### Source passage
[START]

Gut Rumbles
 

August 21, 2008

vidalias

Originally PUBLISHED June 22, 2002

I sent my boy off to the movies to see Scooby-Doo with Jack and his sisters. He and Jack were getting a serious case of cabin fever around my crackerbox house with all the rain, so this movie thing is a good idea. I cooked a pot of boiled peanuts ($1.88 a pound at the Super Wal-Mart. OUTRAGEOUS price, but I bought them anyway) and a corned beef brisket while they were gone. I now have some carrots, potatoes and two genuine Vidalia onions steeping in the brisket-juice. My house smells wonderful!

People who aren't from the great state of Georgia may not be familiar with Vidalia onions. A Vidaila is the most perfect, sublime, sweetest onion known to man. I can eat one raw the way yankees eat apples. I like to cut a hole in one, stuff it with butter and minced garlic, then put it in the microwave for about three minutes and eat it that way. I like to grill a hamburger and garnish the bun with a slice of Vidalia onion as thick as the hamburger patty. I like to buy Vidalias in 50-pound sacks and freeze a lot of them for spaggetti and other sauces, then eat the rest before they begin to ferment. I live a mere 40 miles from Vidalia, so usually I have no problem obtaining all the onions I want at an excellent price.

[END]

### Task goal
Copy from the Vidalia onion post the part that opens with the words "August 21, 2008" and closes with "house smells wonderful!".

### Information supplied
[START]

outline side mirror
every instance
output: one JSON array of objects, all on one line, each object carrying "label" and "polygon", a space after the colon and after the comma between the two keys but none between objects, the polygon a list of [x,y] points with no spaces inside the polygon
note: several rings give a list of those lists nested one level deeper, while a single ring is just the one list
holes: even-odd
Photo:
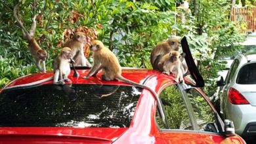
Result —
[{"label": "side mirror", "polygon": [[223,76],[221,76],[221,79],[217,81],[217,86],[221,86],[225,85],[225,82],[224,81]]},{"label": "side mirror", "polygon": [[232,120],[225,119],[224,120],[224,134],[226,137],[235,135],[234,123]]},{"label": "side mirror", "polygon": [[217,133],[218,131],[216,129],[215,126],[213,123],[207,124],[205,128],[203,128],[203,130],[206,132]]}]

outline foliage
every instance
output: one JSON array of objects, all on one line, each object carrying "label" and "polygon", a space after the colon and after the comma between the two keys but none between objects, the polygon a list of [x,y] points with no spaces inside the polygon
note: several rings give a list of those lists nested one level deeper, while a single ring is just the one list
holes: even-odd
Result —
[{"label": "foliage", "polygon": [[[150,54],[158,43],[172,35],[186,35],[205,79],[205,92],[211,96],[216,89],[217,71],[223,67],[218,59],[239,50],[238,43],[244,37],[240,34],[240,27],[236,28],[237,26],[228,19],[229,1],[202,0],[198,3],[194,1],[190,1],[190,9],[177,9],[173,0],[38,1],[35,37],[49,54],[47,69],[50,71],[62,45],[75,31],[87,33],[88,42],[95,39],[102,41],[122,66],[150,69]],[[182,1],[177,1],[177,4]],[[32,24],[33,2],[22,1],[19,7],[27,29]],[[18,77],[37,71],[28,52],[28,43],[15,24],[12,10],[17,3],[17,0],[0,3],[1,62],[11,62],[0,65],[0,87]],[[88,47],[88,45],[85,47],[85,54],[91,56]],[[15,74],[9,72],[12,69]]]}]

[END]
[START]

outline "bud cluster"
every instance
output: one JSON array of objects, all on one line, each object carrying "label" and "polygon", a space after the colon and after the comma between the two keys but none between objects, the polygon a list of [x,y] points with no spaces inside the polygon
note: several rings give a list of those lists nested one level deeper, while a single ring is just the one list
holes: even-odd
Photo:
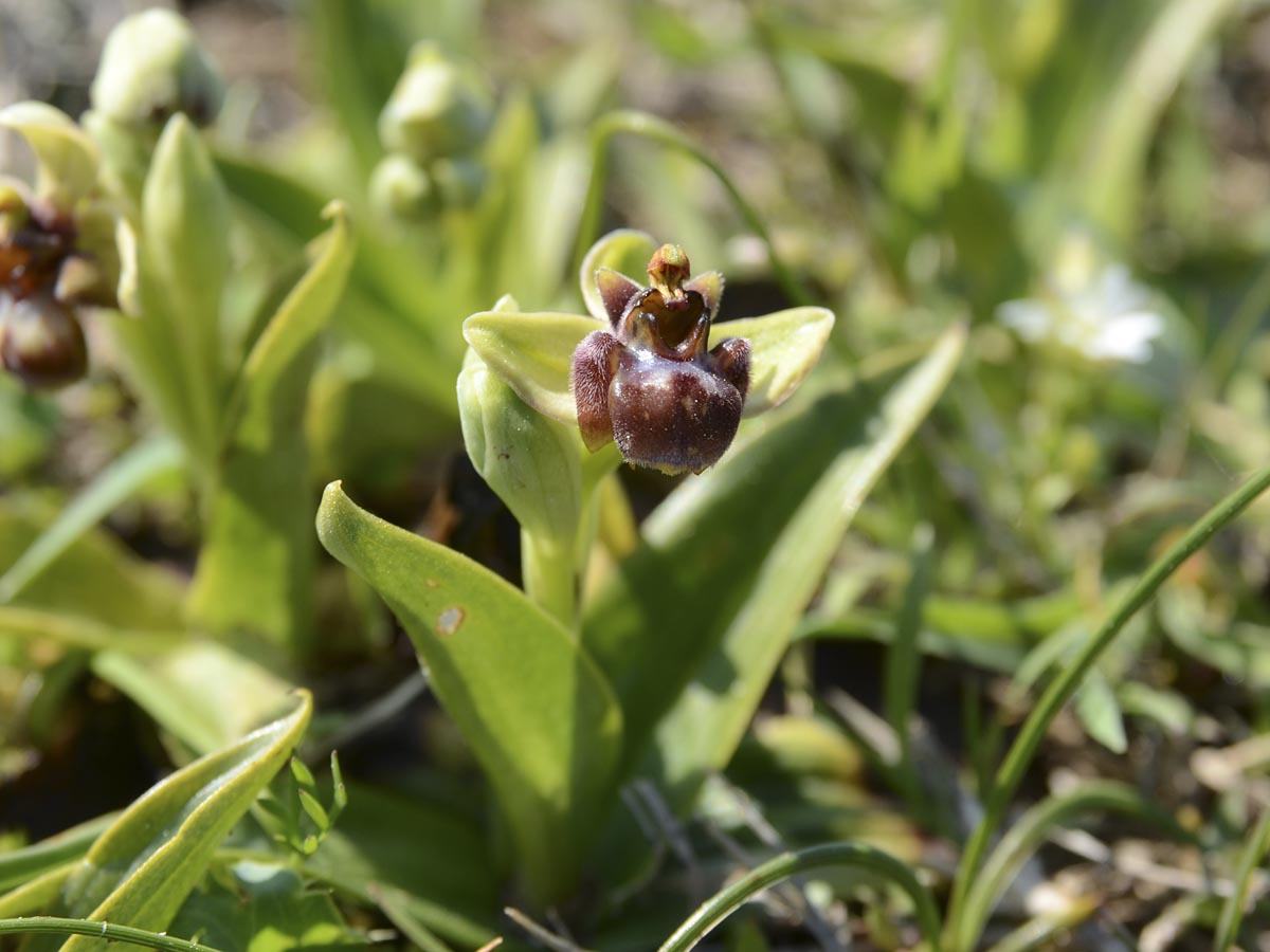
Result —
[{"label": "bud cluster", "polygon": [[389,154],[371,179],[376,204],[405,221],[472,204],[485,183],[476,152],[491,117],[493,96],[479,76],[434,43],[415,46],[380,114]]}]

[END]
[START]

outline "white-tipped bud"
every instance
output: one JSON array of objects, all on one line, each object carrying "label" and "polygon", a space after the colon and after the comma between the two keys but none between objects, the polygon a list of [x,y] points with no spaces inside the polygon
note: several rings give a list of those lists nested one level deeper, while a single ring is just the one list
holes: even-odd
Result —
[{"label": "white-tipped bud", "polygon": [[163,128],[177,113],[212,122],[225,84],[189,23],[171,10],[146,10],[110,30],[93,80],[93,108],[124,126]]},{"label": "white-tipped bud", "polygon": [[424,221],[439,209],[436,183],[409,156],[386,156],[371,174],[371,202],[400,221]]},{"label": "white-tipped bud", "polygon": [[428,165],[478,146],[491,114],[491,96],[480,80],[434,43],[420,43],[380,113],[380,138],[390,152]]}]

[END]

### Result
August 21, 2008

vidalias

Originally PUBLISHED June 22, 2002

I sent my boy off to the movies to see Scooby-Doo with Jack and his sisters. He and Jack were getting a serious case of cabin fever around my crackerbox house with all the rain, so this movie thing is a good idea. I cooked a pot of boiled peanuts ($1.88 a pound at the Super Wal-Mart. OUTRAGEOUS price, but I bought them anyway) and a corned beef brisket while they were gone. I now have some carrots, potatoes and two genuine Vidalia onions steeping in the brisket-juice. My house smells wonderful!